◆ **Selected extract**:

For the eager volunteers of one local regiment, their march through York town would be memorable, resulting in “a perfect storm of flowers.”


The 16th Pennsylvania Infantry was among those newly recruited regiments that were trained and housed at the old York Fairgrounds during the early days of the Civil War. It was a diverse regiment, comprised of five companies from Schuylkill County, four from York County (including a company raised in Hanover), and one from the town of Mechanicsburg in Cumberland County. They were organized at Camp Curtin in Harrisburg on May 3, 1861, for a term of three-months (all the time the War Department felt was needed to subdue the rebellion). The 16th was then transported to York’s Camp Scott for training and drilling, alongside several other new short-term regiments from Pennsylvania and Ohio. On June 1, the other troops left York for Harrisburg, but the 16th stayed at Camp Scott for a few more days, where it impressed onlookers with its proficiency at martial drills under Colonel Thomas A. Ziegle, a well respected military man with extensive previous combat service in the Mexican-American War.

◆ **Dataset**:
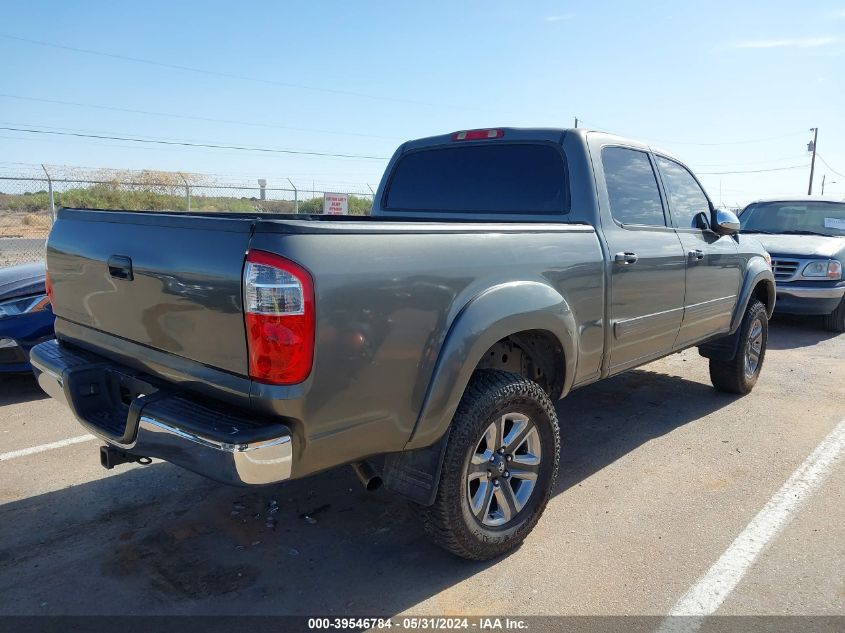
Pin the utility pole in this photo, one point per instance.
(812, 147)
--
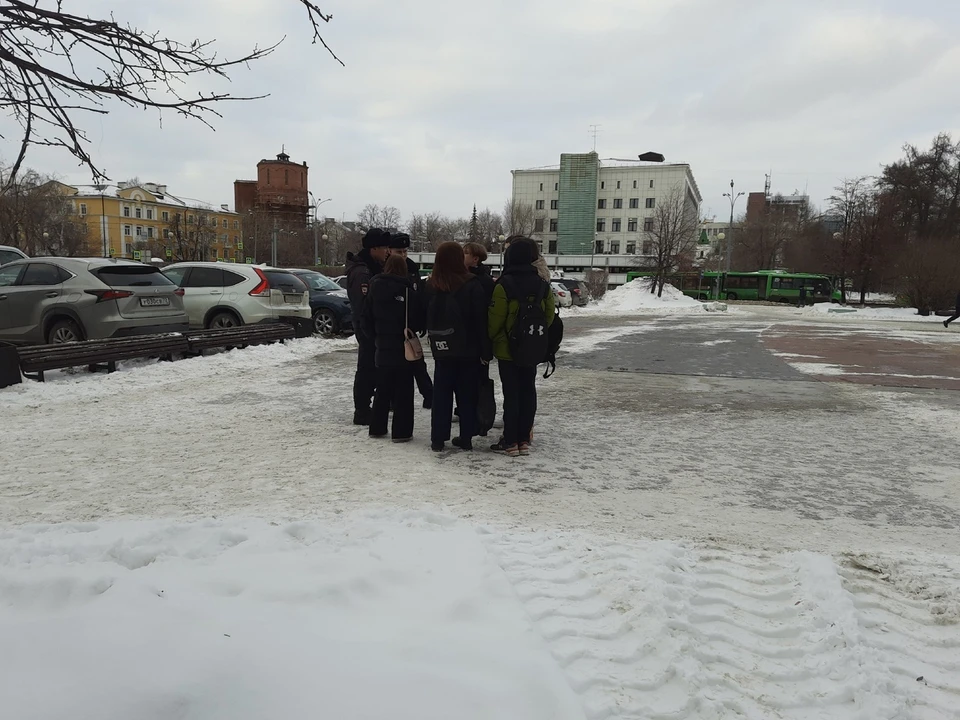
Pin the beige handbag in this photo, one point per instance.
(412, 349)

◆ **What is required**:
According to the passage on the 16th Pennsylvania Infantry, where and on what date was the regiment organized?

◆ **Worked solution**:
At Camp Curtin in Harrisburg on May 3, 1861.